§ **Set problem A**
Return the following lines from the records verbatim, starting with the line that contains "Target: white wall sign" and going on through the final line of the records.

§ **Document passage**
————————
Just published in
Writing Magazine March 2024
For us older writers – I’m 81 – an article by Amelia Hill in the Guardian in the early spring of this year claiming that this was a good time for women writers in their 70s or even 80s to be attempting to get published was encouraging news indeed! Suddenly, apparently, it’s become sexy to be an older voice. ‘The distinct voice of the older woman is now seen as saleable’, commercial writer Anna Fordorova is quoted as saying. Aged 79, she’d found a receptive market for her first novel In The Blood which went on to become a best-seller. Joanna Quin, Nikki May, Shelley Read, Jo Browning Wroe, Louise Kennedy were some of the other women Hill cited who’d recently found success in later life.
Cherry Potts founder of Arachne Press explains, ‘There has been a sea change in publishers’ understanding and acceptance of older women’s experience and their voices.’ Lisa Highton, associate literary agent at Jenny Brown Associates suggests, ‘it’s almost an advantage to be coming into publishing for the first time at a senior age with an amazing story. The vast majority of books are bought by women aged 45 and above…they want to see themselves represented in books.’
Yippee.
I had some critical success with my early novels, so I’m not a new writer, but I am one who, due to circumstances, disappeared from the publishing scene for over two decades, and now, after five years of intensive work, research trips, and many drafts, am about to put my head above the parapet with a pertinent and urgent novel set in the Middle East against the backdrop of the Israel/Palestine conflict.
————————
§ **The data**
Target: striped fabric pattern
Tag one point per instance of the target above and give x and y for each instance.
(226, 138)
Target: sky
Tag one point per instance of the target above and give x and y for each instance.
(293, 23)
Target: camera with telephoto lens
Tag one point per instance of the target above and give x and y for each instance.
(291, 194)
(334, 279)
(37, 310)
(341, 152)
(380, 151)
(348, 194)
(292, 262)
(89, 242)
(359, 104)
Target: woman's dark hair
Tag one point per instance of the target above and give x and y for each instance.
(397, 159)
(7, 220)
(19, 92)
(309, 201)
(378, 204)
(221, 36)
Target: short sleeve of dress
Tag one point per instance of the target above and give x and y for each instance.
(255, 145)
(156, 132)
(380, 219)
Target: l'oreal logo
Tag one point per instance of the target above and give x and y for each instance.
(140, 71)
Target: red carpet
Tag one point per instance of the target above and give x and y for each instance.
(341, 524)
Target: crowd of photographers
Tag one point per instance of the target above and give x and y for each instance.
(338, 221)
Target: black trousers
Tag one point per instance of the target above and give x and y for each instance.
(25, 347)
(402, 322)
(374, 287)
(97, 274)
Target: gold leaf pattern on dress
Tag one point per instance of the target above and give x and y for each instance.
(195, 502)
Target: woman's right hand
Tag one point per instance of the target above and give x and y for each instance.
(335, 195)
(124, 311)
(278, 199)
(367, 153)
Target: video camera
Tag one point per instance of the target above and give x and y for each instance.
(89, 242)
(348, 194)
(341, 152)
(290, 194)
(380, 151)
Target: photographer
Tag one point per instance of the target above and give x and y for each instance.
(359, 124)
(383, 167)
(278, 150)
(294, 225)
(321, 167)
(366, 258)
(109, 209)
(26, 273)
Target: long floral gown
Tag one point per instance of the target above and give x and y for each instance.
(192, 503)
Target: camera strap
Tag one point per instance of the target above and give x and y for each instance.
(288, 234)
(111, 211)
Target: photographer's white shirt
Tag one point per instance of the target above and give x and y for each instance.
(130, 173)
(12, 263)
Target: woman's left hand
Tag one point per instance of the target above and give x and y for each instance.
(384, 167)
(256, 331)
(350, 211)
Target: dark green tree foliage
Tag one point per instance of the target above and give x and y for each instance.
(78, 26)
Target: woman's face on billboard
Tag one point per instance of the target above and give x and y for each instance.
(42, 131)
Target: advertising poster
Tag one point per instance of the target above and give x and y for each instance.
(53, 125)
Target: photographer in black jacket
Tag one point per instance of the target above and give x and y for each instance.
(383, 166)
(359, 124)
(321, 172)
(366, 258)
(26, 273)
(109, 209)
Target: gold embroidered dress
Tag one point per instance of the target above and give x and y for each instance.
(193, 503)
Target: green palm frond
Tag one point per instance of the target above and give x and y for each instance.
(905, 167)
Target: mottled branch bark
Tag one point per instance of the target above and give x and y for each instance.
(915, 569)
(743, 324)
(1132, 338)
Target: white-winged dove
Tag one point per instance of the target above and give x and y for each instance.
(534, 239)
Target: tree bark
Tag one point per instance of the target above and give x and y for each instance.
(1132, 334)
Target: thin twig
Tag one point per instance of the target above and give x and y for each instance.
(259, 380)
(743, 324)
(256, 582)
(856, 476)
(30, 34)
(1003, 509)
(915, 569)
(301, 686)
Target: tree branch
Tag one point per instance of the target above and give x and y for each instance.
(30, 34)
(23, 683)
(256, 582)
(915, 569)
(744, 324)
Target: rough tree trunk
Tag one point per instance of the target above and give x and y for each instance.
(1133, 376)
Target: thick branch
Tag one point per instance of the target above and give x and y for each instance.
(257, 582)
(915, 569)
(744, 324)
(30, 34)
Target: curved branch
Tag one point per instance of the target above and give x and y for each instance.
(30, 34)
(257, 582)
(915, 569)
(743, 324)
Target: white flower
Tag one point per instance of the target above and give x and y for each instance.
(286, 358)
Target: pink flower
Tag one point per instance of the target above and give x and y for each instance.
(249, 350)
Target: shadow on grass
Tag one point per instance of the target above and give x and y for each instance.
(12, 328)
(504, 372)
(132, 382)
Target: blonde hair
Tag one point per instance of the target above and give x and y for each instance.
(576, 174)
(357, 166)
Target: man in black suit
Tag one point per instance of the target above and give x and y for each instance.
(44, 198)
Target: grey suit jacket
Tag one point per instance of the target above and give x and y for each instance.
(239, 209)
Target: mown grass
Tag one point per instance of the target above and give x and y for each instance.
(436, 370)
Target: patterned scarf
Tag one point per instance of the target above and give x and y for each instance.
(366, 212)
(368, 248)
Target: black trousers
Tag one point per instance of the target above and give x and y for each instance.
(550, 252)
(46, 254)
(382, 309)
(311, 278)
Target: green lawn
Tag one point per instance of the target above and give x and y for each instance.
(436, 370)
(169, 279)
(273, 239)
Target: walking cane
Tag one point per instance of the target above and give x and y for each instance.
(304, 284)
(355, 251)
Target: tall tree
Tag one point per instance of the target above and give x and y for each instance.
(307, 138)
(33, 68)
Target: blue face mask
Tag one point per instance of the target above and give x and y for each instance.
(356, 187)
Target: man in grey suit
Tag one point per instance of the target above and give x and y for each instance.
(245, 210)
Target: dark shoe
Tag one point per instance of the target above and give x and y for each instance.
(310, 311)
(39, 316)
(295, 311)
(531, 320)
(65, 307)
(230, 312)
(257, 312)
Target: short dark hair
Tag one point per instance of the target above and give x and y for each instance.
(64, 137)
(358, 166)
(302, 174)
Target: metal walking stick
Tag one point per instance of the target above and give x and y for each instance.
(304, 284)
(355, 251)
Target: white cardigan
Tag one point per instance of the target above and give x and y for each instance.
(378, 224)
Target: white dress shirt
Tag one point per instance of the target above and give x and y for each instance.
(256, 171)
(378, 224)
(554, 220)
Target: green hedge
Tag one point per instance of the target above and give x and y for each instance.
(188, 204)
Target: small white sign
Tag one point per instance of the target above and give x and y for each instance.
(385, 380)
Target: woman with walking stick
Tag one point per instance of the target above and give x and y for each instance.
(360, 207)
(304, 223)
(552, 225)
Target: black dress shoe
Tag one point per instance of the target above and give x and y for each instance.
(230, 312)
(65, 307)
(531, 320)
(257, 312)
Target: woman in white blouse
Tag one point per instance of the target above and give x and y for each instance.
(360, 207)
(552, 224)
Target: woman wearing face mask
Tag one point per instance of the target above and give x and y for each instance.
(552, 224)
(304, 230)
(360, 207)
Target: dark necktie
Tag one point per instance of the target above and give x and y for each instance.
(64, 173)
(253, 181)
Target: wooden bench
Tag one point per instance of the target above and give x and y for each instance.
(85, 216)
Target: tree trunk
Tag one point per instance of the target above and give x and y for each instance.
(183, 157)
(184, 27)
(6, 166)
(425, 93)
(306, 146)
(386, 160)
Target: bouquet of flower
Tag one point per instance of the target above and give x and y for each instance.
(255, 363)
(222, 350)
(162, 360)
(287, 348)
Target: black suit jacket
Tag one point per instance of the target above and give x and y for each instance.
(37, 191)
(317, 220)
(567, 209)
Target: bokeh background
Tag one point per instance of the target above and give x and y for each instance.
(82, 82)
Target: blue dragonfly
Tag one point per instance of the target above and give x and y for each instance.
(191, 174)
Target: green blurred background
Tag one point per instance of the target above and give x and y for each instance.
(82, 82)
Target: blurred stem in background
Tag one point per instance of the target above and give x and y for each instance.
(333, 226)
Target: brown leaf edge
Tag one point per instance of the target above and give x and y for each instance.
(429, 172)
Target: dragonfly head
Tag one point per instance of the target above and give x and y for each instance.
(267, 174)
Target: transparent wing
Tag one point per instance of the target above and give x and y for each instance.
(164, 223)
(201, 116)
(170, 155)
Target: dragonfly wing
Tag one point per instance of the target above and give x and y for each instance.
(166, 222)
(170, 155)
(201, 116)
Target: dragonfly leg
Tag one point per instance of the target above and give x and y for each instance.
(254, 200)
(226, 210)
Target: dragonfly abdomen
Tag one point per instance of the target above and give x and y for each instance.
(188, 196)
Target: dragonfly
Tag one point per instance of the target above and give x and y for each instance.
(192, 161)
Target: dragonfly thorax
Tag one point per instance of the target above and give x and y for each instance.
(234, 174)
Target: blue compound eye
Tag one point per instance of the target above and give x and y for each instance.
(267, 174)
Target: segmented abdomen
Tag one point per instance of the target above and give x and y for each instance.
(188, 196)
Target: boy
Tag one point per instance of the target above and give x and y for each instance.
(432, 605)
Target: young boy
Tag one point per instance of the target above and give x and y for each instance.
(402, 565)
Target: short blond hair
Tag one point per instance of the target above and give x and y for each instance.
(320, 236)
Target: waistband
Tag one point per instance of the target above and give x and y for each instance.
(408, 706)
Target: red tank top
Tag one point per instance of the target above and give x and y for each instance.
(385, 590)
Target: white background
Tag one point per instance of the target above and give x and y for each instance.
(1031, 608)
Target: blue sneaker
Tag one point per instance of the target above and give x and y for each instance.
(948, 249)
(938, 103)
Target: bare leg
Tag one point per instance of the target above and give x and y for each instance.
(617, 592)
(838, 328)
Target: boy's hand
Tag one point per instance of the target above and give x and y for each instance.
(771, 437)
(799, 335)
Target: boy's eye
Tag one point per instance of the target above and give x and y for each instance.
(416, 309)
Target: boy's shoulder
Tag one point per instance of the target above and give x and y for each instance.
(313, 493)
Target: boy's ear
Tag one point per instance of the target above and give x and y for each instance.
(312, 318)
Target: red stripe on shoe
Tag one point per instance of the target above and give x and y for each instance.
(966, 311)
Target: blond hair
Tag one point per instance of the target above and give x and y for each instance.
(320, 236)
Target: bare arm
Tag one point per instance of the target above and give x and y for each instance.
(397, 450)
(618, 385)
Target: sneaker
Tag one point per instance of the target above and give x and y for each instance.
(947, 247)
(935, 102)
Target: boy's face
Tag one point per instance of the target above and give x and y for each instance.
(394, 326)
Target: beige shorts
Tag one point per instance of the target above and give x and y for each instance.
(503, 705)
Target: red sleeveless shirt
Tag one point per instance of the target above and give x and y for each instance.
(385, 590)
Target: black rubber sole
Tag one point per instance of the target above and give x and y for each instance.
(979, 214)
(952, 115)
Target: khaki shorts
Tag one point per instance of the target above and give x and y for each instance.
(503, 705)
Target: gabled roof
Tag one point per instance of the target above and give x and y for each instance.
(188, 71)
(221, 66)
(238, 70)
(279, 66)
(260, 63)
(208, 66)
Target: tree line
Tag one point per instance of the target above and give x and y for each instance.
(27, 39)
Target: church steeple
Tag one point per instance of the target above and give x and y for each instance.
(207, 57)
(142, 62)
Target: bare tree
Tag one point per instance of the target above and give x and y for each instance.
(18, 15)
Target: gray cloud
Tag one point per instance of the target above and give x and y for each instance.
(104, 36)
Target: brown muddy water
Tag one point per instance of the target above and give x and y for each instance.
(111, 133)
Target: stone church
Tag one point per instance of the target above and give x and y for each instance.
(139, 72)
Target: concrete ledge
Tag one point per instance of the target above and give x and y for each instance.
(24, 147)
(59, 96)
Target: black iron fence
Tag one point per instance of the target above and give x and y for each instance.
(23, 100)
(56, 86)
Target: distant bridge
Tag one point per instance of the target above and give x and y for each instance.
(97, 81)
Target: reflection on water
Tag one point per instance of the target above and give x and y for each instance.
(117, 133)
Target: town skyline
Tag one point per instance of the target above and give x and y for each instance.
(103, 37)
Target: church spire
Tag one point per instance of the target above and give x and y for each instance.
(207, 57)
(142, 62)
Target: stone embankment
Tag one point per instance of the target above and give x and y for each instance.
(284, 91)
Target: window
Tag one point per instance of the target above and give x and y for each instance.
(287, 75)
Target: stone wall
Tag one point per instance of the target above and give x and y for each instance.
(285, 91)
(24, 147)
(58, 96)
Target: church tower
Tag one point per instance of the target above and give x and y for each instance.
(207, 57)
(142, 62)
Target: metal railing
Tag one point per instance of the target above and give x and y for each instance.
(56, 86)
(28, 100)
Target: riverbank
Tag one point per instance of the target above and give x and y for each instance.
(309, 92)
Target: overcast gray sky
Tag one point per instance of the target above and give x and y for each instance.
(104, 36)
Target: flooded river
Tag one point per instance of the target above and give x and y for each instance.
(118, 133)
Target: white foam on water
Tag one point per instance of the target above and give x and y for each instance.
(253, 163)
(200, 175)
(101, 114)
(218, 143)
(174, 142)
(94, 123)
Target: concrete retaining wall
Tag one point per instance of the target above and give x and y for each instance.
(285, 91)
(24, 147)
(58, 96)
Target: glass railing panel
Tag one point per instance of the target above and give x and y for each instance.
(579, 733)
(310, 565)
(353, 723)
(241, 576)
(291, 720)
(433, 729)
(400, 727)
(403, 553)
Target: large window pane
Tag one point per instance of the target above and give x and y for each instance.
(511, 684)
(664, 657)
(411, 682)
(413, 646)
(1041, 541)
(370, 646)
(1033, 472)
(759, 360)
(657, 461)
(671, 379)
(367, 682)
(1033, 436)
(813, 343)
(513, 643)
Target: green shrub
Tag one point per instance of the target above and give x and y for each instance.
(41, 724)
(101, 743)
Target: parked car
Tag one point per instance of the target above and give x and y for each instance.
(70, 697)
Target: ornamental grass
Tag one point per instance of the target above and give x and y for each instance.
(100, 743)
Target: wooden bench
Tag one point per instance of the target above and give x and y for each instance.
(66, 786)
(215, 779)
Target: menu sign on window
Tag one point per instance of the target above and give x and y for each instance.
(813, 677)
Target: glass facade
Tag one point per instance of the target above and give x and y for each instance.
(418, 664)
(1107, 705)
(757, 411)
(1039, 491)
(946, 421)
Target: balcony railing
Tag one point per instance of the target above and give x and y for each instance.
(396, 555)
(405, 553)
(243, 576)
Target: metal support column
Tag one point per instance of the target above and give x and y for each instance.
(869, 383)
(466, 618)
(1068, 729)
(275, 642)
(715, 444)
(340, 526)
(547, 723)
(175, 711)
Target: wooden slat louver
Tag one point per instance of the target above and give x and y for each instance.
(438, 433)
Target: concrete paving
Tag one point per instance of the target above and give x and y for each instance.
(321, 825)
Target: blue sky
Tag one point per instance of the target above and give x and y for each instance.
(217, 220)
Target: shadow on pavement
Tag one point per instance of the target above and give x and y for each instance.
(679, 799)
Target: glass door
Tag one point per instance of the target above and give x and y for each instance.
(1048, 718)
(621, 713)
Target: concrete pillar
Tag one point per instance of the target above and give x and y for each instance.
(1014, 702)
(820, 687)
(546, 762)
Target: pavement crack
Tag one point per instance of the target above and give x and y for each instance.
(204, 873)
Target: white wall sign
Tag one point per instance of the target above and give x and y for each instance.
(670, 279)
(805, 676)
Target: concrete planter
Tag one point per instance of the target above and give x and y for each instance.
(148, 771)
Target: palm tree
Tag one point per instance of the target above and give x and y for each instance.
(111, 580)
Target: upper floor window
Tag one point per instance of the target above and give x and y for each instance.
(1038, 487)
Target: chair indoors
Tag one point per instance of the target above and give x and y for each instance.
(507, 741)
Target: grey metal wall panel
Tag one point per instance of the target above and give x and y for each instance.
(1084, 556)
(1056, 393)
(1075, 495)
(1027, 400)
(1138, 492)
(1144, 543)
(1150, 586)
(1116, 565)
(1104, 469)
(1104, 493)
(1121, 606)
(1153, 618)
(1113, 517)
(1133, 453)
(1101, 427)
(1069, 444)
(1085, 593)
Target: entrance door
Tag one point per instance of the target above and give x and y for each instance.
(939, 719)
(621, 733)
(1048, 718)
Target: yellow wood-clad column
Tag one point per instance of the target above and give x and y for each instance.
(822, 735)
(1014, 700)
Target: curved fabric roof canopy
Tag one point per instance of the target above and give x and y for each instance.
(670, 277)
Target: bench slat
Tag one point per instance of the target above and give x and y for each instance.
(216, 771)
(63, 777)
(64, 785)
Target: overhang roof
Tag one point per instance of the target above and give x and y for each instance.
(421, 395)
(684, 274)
————————
§ **Set problem B**
In the article on older women writers, list the women who, besides Anna Fordorova, are named as having recently found success in later life.

§ **Expected output A**
Target: white wall sign
Tag one point per instance of the target above and give x and y for each instance.
(670, 279)
(805, 676)
Target: concrete planter
Tag one point per instance of the target above and give x and y for each instance.
(148, 771)
Target: palm tree
Tag one point per instance of the target above and give x and y for each instance.
(111, 580)
Target: upper floor window
Tag one point per instance of the target above and give x and y for each instance.
(1038, 487)
Target: chair indoors
Tag one point per instance of the target above and give x and y for each instance.
(507, 741)
Target: grey metal wall panel
Tag one point per instance of the target above and give x and y for each instance.
(1084, 556)
(1056, 393)
(1075, 495)
(1027, 400)
(1138, 492)
(1144, 543)
(1150, 586)
(1116, 565)
(1104, 469)
(1104, 493)
(1121, 606)
(1153, 618)
(1113, 517)
(1133, 453)
(1101, 427)
(1069, 444)
(1085, 593)
Target: entrance door
Tag one point per instance of the target above and give x and y for each instance.
(939, 719)
(621, 733)
(1048, 718)
Target: yellow wood-clad column
Tag one point per instance of the target above and give x and y for each instance.
(822, 735)
(1014, 700)
Target: curved fabric roof canopy
Tag one point per instance of the target above and give x and y for each instance.
(670, 277)
Target: bench slat
Tag one point per instance of the target above and give x and y for each instance.
(216, 771)
(63, 777)
(64, 785)
Target: overhang roof
Tag one point per instance of the target above and give x and y for each instance.
(421, 395)
(684, 274)

§ **Expected output B**
Joanna Quin, Nikki May, Shelley Read, Jo Browning Wroe, Louise Kennedy